[Data to process start]

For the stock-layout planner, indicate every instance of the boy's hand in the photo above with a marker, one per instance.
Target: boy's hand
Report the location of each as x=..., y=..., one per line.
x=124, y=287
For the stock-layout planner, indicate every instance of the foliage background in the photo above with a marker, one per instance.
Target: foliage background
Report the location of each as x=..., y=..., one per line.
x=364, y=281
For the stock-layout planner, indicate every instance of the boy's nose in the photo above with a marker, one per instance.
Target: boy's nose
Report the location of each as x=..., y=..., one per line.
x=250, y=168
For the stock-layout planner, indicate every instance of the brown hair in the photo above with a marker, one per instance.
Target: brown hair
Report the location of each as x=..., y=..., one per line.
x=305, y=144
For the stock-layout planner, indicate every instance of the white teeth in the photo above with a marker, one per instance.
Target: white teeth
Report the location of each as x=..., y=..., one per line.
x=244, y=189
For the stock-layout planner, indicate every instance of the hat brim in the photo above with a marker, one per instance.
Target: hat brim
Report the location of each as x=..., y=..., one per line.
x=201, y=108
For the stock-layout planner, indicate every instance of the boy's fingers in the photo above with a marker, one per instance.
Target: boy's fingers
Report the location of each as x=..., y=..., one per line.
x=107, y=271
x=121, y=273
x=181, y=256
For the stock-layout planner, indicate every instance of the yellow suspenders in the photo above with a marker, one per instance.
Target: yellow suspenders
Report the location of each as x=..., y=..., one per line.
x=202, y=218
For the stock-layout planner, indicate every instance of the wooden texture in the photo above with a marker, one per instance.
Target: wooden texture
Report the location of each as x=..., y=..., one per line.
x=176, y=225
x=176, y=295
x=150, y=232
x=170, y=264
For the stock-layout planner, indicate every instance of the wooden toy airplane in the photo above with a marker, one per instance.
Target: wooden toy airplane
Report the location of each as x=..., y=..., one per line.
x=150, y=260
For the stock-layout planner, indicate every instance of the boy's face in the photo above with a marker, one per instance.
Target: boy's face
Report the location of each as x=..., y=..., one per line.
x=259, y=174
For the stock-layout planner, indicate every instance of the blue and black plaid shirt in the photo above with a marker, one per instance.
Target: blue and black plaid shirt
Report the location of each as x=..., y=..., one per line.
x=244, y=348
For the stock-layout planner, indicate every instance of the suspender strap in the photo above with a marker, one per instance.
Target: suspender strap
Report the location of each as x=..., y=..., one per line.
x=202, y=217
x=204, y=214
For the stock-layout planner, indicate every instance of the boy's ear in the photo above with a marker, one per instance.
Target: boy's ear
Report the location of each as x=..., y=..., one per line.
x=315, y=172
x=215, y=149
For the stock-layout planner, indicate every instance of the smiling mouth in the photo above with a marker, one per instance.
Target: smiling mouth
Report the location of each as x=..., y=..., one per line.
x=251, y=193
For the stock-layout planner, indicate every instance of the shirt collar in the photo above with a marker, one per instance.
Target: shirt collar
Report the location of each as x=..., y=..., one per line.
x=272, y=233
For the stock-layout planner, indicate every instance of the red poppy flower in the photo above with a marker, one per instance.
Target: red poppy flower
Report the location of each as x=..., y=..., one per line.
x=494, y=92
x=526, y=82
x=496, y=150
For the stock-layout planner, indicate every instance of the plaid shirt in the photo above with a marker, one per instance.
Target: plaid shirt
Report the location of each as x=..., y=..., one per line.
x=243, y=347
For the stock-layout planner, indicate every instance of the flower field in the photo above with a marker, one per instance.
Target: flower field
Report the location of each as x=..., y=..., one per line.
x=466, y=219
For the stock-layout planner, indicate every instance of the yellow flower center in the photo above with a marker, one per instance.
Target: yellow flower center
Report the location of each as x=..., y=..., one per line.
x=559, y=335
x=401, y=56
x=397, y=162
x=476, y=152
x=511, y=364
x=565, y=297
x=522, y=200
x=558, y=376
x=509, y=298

[Data to process end]

What you need to do: Reproduce all of the records above verbatim, from the first line to the last.

Response to the exercise:
For the stock-layout planner, indicate every instance of the boy's hand in the photo above with a marker, one per instance.
Target: boy's hand
Report the location of each as x=..., y=..., one per line.
x=124, y=287
For the stock-layout planner, indicate every instance of the foliage background in the photo above with a marker, one per instance.
Target: foliage background
Report the location of each as x=..., y=..., one per line.
x=364, y=281
For the stock-layout planner, indicate every instance of the boy's nose in the photo above with a marker, one per instance.
Target: boy's nose
Report the location of each as x=..., y=..., one per line.
x=250, y=168
For the stock-layout planner, indicate every instance of the brown hair in the photo above with a marker, one per instance.
Target: brown hair
Report the location of each as x=..., y=..., one per line.
x=305, y=144
For the stock-layout planner, indicate every instance of the white teeth in the photo above with a marker, one per instance.
Target: white teeth
Report the location of each as x=..., y=..., one per line.
x=244, y=189
For the stock-layout planner, indicate every instance of the hat brim in the photo above with a marker, one per instance.
Target: hat brim
Report the location of each as x=..., y=..., one per line.
x=201, y=108
For the stock-layout planner, indicate every instance of the boy's fingers in the photo above with a marker, one per instance.
Target: boy's fingers
Report the location of each as x=..., y=..., one per line.
x=107, y=271
x=121, y=273
x=181, y=256
For the stock-layout planner, indicate every instance of the yellow suspenders in the photo above with a marker, one per instance.
Target: yellow suspenders
Report the location of each as x=..., y=..., one per line.
x=202, y=218
For the stock-layout planner, indicate every instance of the wooden texture in the photo above with a marker, one per instance.
Target: wooden texture
Report the location of each as x=..., y=..., one per line.
x=176, y=225
x=176, y=295
x=150, y=232
x=170, y=264
For the stock-layout planner, indicate every instance of the wooden toy airplane in the photo above with a marker, one per instance.
Target: wooden toy airplane
Report the location of each as x=..., y=..., one per line.
x=150, y=260
For the stock-layout planner, indicate every instance of the boy's face in the photo above with a marker, one per instance.
Target: boy's face
Report the location of each as x=..., y=..., one per line.
x=259, y=174
For the stock-layout planner, indicate every instance of the blue and black plaid shirt in the photo above with a marker, one per instance.
Target: blue and black plaid shirt
Report the location of each as x=..., y=..., one per line.
x=244, y=348
For the stock-layout planner, indicate every instance of the suspender strap in the photo above with a marker, one per instance.
Target: suspender strap
Report the location of each as x=..., y=..., one per line.
x=202, y=217
x=204, y=214
For the stock-layout planner, indicate every instance of the boy's ear in the photo above with a marker, one per instance.
Target: boy's ear
Report the location of each as x=..., y=..., one per line.
x=315, y=172
x=215, y=149
For the stock-layout planner, indicate every instance of the smiling mouth in the photo above with a marker, one per instance.
Target: smiling mouth
Report the location of each as x=..., y=..., one per line.
x=251, y=193
For the stock-layout planner, indicate every instance of the shirt collar in the photo above with a marker, one per instance.
Target: shirt collar
Report the location of each as x=..., y=..., one per line.
x=272, y=233
For the stock-layout planner, indicate every instance of the red poppy flower in the photo above with a marker, one per instance.
Target: red poppy flower
Report the location of each as x=..., y=..., one per line.
x=494, y=92
x=526, y=82
x=496, y=150
For the stock-layout planner, indicate every instance of the plaid shirt in the photo above with a marker, one per instance.
Target: plaid shirt
Report the location of each as x=..., y=..., one per line.
x=243, y=347
For the stock-layout planner, indicate every instance of the flower field in the photo above with a marker, one per instance.
Target: flower field
Report the location of each as x=..., y=..., one per line.
x=466, y=219
For the stock-layout planner, indicate every instance of the yellow flower center in the photo above with a marker, one per instance.
Target: yellow flower center
Report the location of each as x=..., y=..., one per line.
x=559, y=335
x=401, y=56
x=397, y=162
x=476, y=152
x=511, y=364
x=565, y=297
x=522, y=200
x=558, y=376
x=509, y=298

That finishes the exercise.